§ PROBLEM STATEMENT: Run through the records and show each line that includes the string "lake".

Records from a collection:
------------------------------
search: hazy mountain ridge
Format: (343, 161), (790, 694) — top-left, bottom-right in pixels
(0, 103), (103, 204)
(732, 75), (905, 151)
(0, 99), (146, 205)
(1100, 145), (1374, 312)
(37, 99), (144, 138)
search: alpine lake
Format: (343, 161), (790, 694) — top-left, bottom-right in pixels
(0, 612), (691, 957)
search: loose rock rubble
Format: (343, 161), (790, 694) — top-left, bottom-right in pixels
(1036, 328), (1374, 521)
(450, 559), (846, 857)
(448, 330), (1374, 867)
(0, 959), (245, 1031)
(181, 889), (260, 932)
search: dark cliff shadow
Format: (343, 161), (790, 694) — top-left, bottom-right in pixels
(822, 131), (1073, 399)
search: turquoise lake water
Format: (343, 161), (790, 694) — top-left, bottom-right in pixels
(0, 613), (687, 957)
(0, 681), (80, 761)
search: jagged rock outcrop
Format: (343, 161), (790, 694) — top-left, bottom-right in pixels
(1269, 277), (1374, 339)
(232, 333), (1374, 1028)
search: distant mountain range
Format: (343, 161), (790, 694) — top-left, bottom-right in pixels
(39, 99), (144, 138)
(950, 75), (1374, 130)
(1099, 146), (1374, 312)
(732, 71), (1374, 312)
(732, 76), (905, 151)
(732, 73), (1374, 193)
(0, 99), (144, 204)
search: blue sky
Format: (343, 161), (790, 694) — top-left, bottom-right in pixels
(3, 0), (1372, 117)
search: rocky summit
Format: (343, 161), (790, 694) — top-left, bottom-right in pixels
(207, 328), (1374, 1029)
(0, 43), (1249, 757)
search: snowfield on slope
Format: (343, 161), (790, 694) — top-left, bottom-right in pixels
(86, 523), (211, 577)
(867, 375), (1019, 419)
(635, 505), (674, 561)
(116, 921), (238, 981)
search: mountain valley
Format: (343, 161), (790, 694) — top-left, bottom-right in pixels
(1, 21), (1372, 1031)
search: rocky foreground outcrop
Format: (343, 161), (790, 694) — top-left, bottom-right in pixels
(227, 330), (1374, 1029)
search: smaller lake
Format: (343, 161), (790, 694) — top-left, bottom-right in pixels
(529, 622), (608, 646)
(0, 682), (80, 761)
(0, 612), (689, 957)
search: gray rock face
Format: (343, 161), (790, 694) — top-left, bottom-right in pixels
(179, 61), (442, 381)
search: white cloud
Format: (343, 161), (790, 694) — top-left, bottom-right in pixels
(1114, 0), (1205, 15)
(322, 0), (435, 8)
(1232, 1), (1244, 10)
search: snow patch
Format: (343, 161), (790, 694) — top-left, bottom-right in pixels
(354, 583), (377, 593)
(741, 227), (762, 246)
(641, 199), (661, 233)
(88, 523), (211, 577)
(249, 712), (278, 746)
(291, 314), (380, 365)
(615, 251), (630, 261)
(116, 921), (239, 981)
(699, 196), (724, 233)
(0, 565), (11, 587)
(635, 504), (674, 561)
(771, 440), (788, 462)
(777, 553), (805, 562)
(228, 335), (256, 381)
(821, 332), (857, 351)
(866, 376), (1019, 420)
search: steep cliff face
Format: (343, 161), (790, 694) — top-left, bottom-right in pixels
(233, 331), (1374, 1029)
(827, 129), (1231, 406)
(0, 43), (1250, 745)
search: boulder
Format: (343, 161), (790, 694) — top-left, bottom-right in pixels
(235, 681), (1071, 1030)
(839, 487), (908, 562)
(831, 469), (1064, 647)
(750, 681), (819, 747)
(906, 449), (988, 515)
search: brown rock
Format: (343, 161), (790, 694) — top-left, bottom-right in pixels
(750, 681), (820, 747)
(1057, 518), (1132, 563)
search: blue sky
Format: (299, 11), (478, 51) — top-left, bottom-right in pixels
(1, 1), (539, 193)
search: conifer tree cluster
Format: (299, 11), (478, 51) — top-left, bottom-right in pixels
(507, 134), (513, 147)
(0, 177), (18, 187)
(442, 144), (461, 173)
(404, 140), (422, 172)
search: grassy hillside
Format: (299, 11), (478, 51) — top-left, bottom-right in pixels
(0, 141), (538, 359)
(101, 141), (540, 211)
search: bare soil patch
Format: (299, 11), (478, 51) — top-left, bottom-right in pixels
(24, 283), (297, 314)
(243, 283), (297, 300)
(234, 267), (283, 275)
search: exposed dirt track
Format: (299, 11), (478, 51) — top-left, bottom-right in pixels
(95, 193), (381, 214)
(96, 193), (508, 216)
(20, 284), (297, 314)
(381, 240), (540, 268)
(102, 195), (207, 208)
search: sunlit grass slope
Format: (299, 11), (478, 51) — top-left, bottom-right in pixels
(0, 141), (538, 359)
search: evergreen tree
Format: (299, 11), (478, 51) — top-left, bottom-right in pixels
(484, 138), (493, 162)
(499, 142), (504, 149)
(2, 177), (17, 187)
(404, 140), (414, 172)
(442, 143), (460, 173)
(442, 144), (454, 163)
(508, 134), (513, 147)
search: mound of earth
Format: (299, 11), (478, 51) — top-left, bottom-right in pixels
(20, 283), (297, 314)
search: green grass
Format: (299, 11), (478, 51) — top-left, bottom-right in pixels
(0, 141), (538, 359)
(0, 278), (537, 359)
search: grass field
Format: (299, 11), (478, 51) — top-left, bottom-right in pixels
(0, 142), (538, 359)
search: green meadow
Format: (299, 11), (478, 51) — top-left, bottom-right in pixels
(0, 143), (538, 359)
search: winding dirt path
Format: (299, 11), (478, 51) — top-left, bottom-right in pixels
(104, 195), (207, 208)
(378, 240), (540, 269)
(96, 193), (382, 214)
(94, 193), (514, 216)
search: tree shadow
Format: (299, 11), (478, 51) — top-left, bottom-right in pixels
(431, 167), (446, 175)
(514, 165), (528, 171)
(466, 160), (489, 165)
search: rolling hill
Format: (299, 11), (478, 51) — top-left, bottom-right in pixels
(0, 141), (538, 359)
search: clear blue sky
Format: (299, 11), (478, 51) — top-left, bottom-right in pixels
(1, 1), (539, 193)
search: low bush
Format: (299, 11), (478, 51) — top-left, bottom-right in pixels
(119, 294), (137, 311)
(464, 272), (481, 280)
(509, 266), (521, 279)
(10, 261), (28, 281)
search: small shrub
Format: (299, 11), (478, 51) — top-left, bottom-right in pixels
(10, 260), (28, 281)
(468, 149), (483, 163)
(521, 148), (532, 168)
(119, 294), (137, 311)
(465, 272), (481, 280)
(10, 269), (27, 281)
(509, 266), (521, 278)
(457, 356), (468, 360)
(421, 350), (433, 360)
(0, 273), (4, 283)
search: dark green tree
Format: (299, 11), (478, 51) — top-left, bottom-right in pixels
------------------------------
§ EXERCISE RESULT:
search: alpine lake
search: turquoise lake water
search: smaller lake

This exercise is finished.